▶ **Provided data**:
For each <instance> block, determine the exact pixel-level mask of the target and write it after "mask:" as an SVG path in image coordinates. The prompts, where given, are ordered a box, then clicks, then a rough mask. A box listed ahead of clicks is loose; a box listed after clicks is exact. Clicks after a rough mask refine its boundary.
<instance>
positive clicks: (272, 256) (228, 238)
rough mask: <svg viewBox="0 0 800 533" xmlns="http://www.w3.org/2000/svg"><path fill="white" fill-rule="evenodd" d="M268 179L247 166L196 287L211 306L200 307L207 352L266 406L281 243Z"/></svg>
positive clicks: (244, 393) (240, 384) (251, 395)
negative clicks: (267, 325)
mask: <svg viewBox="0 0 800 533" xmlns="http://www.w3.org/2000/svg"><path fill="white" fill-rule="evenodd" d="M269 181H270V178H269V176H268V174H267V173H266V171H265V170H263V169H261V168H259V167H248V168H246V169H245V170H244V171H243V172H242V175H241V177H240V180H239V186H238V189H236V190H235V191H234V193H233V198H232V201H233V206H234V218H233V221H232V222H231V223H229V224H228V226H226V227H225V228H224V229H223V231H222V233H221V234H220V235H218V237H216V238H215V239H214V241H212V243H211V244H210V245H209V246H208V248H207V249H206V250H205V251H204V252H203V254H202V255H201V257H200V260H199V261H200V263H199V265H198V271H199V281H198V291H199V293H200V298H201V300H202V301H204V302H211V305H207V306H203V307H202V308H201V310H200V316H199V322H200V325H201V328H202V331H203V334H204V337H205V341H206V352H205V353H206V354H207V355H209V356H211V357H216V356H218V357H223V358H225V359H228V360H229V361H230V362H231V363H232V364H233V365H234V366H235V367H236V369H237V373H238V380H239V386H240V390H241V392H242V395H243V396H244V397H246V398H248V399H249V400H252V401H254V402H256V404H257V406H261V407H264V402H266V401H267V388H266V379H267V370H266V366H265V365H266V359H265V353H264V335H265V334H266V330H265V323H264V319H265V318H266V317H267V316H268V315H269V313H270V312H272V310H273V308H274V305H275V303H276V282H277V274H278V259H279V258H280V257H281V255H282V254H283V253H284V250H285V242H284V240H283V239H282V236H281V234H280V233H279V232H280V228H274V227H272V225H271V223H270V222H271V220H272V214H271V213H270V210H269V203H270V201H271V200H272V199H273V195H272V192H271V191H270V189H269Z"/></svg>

▶ **Your task**: Copy the whole listing above line for line, changing nothing.

▶ **Output for this task**:
For each <instance> block, determine the exact pixel-level mask of the target and write it after "mask:" as an SVG path in image coordinates. The prompts, where given, are ordered a box, then clicks, then a rough mask. A box listed ahead of clicks is loose; a box listed after clicks is exact. Clicks after a rough mask refine its boundary.
<instance>
positive clicks: (272, 256) (228, 238)
rough mask: <svg viewBox="0 0 800 533" xmlns="http://www.w3.org/2000/svg"><path fill="white" fill-rule="evenodd" d="M268 179L247 166L196 287L211 306L200 307L207 352L266 406L281 243Z"/></svg>
positive clicks: (244, 393) (240, 384) (251, 395)
negative clicks: (267, 325)
mask: <svg viewBox="0 0 800 533" xmlns="http://www.w3.org/2000/svg"><path fill="white" fill-rule="evenodd" d="M269 181H270V178H269V176H268V174H267V173H266V171H265V170H263V169H261V168H259V167H248V168H246V169H245V170H244V171H243V172H242V175H241V177H240V180H239V186H238V189H236V190H235V191H234V193H233V198H232V201H233V206H234V218H233V221H232V222H231V223H229V224H228V226H226V227H225V228H224V229H223V231H222V233H221V234H220V235H218V237H216V238H215V239H214V241H212V243H211V244H210V245H209V246H208V248H207V249H206V250H205V251H204V252H203V254H202V255H201V257H200V260H199V261H200V263H199V265H198V271H199V281H198V291H199V293H200V298H201V300H202V301H204V302H211V305H207V306H203V307H202V308H201V310H200V316H199V322H200V325H201V328H202V331H203V334H204V337H205V341H206V352H205V353H206V354H207V355H209V356H211V357H216V356H218V357H223V358H225V359H228V360H229V361H230V362H231V363H232V364H233V365H234V366H235V367H236V369H237V373H238V380H239V386H240V390H241V392H242V395H243V396H244V397H246V398H248V399H249V400H252V401H254V402H256V404H257V406H261V407H264V402H266V401H267V388H266V379H267V370H266V366H265V365H266V359H265V353H264V335H265V334H266V330H265V323H264V319H265V318H266V317H267V316H268V315H269V313H270V312H272V310H273V308H274V305H275V303H276V282H277V274H278V259H279V258H280V257H281V255H282V254H283V253H284V250H285V242H284V240H283V239H282V236H281V234H280V233H279V232H280V228H274V227H272V225H271V223H270V222H271V220H272V214H271V213H270V210H269V203H270V201H271V200H272V199H273V195H272V192H271V191H270V189H269Z"/></svg>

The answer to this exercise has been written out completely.